## Data shown

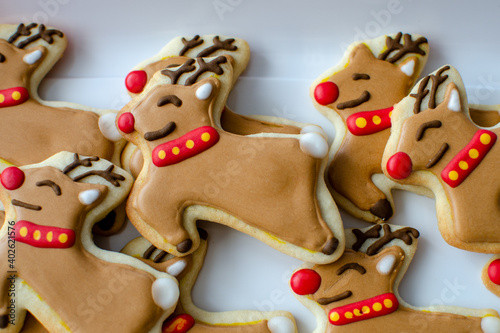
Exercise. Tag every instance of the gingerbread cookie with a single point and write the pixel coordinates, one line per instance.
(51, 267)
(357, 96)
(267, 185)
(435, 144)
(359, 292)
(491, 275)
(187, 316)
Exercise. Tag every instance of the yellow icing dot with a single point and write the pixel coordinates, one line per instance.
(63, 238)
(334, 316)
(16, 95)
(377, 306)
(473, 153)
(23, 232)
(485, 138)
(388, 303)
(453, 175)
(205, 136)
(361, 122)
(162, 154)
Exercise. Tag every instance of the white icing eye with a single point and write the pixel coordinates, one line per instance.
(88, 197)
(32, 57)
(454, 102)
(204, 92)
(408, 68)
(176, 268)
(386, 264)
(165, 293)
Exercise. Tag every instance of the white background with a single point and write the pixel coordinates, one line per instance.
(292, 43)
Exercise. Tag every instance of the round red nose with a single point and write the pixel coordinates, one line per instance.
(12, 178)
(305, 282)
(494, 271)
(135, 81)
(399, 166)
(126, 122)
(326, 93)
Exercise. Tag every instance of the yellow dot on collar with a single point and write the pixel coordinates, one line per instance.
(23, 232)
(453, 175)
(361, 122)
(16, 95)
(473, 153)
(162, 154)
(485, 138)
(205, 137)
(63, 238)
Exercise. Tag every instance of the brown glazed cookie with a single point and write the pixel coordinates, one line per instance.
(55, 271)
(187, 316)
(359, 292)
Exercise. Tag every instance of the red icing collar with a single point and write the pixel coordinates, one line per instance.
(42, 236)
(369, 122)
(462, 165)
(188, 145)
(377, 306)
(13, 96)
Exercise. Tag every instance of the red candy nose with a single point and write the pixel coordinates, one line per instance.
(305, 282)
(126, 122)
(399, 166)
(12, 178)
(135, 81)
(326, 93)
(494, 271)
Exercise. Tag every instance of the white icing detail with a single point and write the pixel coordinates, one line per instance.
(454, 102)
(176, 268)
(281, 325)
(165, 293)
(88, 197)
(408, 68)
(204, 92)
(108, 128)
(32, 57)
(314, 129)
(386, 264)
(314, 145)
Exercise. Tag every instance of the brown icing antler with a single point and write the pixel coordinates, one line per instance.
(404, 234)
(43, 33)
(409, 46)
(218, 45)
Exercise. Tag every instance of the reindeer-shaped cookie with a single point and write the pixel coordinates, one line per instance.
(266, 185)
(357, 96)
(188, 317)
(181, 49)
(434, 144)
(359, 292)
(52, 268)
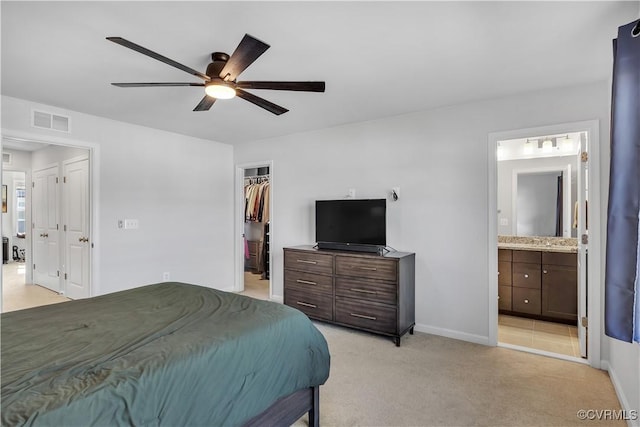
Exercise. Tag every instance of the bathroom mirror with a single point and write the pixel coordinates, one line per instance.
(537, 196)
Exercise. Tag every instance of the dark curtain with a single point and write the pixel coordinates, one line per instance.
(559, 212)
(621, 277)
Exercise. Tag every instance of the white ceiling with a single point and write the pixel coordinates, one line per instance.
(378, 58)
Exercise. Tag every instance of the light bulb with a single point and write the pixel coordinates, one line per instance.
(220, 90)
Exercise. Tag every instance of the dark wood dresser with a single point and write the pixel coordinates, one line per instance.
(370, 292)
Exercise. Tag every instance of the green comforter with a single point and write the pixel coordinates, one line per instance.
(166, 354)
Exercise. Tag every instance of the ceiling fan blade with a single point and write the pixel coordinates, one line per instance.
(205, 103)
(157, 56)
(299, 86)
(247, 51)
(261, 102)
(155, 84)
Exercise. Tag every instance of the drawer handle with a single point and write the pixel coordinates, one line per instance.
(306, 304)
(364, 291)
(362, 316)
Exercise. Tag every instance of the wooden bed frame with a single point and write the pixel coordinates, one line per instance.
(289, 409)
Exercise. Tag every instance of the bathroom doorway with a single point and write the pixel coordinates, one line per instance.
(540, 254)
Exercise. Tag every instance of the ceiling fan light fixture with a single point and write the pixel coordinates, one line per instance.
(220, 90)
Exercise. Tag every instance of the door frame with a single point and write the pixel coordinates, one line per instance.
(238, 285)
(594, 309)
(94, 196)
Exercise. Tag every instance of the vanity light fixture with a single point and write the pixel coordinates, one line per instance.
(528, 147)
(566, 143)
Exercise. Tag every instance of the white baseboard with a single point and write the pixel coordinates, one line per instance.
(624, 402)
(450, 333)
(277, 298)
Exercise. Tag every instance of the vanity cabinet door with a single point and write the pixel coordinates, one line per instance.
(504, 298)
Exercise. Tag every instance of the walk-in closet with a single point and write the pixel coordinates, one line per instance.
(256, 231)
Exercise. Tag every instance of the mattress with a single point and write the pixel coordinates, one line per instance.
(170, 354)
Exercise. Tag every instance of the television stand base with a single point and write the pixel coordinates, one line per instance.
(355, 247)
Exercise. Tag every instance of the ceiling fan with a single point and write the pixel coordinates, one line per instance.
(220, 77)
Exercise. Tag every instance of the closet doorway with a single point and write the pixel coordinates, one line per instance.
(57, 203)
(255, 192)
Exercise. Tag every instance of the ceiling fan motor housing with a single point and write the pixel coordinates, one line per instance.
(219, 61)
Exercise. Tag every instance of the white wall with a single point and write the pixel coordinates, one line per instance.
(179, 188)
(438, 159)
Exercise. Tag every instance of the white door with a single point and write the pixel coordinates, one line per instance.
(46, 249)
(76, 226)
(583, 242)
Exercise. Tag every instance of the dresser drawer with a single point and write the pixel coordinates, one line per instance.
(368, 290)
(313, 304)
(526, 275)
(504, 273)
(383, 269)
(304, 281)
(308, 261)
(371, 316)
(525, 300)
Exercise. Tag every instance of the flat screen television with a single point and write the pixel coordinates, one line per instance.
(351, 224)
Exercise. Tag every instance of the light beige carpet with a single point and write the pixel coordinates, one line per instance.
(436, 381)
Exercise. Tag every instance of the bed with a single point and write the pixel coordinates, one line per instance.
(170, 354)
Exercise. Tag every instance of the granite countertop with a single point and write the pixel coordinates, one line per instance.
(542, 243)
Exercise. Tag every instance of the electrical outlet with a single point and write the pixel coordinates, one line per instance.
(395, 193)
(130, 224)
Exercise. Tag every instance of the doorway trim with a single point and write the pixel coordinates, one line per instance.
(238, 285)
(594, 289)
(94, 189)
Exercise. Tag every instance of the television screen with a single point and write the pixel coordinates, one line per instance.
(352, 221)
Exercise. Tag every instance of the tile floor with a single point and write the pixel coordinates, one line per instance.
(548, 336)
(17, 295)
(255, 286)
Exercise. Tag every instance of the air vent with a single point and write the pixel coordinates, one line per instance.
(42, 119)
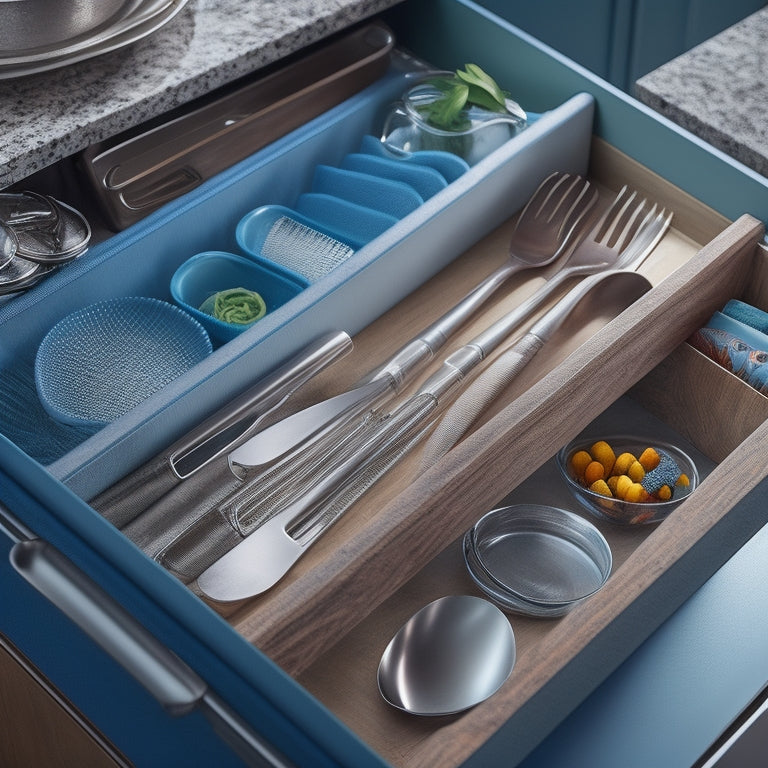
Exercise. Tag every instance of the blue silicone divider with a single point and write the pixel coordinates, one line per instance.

## Brief
Reproduce exactly the lines from the one with "Exercise. Tag every instance of the electrical" to the bottom of the listing, both ends included, and nothing else. Skip the pictures.

## Task result
Exercise. Tag every instance of the electrical outlet with a single point and write the pixel coordinates, one line per instance.
(395, 193)
(130, 224)
Exercise. Tag every instance of the doorway trim with a single point and write the pixel coordinates, one line per instance.
(238, 285)
(594, 289)
(94, 189)
Exercise. Tag every instance of the television screen with a single point and write the pixel coordinates, one line per instance.
(352, 221)
Exercise. Tag every instance of the tile floor with a single point and write the pixel coordinates, one line per instance.
(548, 336)
(17, 295)
(255, 286)
Exercise. Tag every instance of the air vent with a single point and write the pixel coordinates, one line per instance.
(42, 119)
Exercise. Tag every instance of the blue silicone divider with a single point and write the pixel coordinates, one line per instance.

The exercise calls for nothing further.